Os anos iniciais do século XX presenciaram duas incríveis revoluções científicas. Uma foi a teoria da relatividade. Liderados por Albert Einstein, os físicos descartaram o espaço e tempo absolutos de Isaac Newton e os substituíram por um contínuo e unificado espaço-tempo quadridimensional. São as dobras e ondulações do espaço-tempo, descobriu Einstein, que dão origem ao que experimentamos como a força da gravidade.

A outra revolução — até mais profunda que relatividade — foi a mecânica quântica. Quando examinamos o comportamento de partículas sub-atômicas, descobrimos que elas não podem ser descritas com a linguagem precisa da física clássica. Em vez disso, as partículas sub-atômicas aparecem como ondas de probabilidades e o melhor que podemos fazer é calcular a chance de uma específica medição retornar um ou outro resultado.

┄┄┄┄┄┄

§ **Objetivo**
Transcreva, por favor, o trecho do texto sobre as revoluções científicas do início do século XX, começando em "Os anos iniciais" e terminando em "força da gravidade.".

(Listagem de dados)
┄┄┄┄┄┄

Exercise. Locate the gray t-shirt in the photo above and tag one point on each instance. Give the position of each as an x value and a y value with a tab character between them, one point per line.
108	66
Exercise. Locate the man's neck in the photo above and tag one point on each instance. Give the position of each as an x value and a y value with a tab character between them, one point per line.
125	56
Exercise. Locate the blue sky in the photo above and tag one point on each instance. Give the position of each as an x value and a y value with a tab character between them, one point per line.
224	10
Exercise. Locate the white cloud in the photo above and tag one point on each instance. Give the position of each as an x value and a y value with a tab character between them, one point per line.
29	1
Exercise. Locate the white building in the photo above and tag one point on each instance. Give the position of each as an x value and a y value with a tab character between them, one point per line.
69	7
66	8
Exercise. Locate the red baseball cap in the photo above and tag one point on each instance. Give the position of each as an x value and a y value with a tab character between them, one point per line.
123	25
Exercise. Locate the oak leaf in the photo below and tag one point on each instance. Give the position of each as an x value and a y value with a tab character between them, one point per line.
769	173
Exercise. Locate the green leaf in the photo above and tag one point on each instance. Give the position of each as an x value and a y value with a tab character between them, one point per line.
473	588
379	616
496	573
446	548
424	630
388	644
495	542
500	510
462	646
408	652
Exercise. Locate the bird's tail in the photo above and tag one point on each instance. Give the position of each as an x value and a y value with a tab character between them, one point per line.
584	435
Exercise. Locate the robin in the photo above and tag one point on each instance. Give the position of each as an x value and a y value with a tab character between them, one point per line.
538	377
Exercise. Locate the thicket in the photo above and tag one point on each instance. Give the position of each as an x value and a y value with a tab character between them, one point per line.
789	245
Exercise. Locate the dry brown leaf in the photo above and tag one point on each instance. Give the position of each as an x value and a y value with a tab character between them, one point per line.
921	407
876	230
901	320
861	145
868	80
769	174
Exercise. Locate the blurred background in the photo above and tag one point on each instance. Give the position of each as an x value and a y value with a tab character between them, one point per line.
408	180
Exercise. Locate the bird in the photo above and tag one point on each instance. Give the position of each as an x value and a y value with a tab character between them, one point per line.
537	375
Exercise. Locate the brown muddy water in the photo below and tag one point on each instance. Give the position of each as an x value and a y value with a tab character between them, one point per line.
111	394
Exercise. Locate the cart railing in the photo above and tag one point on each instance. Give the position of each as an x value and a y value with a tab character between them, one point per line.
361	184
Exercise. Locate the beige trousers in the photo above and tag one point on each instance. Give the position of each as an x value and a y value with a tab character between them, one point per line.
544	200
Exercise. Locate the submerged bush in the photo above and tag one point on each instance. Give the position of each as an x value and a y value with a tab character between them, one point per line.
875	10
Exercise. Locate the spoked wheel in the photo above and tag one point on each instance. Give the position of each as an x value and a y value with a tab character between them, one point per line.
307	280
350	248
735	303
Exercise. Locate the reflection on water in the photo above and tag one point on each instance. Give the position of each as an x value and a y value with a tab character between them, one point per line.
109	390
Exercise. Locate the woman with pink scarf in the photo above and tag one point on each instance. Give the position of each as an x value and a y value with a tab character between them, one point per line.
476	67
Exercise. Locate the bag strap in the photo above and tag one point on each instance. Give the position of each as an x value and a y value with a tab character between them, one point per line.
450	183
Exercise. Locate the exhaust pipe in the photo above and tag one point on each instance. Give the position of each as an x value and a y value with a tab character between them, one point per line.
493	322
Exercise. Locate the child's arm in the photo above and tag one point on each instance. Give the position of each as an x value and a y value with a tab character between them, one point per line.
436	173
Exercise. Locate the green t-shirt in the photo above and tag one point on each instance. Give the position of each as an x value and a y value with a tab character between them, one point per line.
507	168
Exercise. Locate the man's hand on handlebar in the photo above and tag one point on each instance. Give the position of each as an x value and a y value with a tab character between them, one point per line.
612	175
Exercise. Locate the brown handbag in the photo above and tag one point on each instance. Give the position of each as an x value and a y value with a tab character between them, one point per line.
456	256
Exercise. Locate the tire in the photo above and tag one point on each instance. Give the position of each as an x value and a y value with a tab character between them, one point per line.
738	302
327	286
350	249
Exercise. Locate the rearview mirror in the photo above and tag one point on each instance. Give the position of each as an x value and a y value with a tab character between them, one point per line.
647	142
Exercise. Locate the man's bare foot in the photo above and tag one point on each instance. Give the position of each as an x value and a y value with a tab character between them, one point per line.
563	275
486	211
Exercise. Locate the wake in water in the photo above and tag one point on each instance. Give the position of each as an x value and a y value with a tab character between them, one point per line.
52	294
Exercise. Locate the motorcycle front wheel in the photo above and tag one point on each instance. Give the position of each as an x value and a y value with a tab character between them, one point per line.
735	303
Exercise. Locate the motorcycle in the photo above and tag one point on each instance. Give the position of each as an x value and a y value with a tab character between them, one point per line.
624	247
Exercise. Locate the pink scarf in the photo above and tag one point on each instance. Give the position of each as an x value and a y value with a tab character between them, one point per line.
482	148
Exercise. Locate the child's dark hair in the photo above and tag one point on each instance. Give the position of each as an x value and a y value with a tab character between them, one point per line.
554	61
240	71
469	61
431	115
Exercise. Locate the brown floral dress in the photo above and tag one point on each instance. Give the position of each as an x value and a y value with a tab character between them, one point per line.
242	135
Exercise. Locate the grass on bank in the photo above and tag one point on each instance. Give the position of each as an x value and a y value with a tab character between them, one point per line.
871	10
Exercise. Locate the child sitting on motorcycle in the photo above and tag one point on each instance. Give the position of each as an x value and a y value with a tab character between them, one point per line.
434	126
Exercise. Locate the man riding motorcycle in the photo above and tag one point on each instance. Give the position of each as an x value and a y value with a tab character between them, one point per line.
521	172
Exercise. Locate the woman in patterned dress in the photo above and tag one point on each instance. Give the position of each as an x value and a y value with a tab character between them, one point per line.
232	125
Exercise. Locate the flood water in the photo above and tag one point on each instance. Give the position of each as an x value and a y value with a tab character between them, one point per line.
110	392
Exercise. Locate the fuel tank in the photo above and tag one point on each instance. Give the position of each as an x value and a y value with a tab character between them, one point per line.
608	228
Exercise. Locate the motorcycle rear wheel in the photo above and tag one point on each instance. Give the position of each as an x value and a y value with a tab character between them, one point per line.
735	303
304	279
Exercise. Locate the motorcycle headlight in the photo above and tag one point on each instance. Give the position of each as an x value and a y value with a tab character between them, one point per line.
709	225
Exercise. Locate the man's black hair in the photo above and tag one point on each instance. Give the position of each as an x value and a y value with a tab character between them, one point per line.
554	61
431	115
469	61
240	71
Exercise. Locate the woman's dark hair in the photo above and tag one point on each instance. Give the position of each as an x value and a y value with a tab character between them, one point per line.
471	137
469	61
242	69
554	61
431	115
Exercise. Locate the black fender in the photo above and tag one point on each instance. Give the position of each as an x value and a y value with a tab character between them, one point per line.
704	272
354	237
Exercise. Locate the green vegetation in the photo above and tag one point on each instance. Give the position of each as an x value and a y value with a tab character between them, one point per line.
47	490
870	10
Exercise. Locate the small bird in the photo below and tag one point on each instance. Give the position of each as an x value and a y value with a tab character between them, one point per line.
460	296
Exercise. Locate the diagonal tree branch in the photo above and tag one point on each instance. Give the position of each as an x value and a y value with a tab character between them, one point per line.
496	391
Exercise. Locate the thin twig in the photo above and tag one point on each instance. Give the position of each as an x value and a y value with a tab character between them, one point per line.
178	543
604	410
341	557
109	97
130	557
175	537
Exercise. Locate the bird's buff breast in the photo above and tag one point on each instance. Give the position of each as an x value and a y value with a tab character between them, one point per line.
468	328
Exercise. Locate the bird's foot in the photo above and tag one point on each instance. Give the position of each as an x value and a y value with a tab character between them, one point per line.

┄┄┄┄┄┄

§ **Resposta do exercício**
Os anos iniciais do século XX presenciaram duas incríveis revoluções científicas. Uma foi a teoria da relatividade. Liderados por Albert Einstein, os físicos descartaram o espaço e tempo absolutos de Isaac Newton e os substituíram por um contínuo e unificado espaço-tempo quadridimensional. São as dobras e ondulações do espaço-tempo, descobriu Einstein, que dão origem ao que experimentamos como a força da gravidade.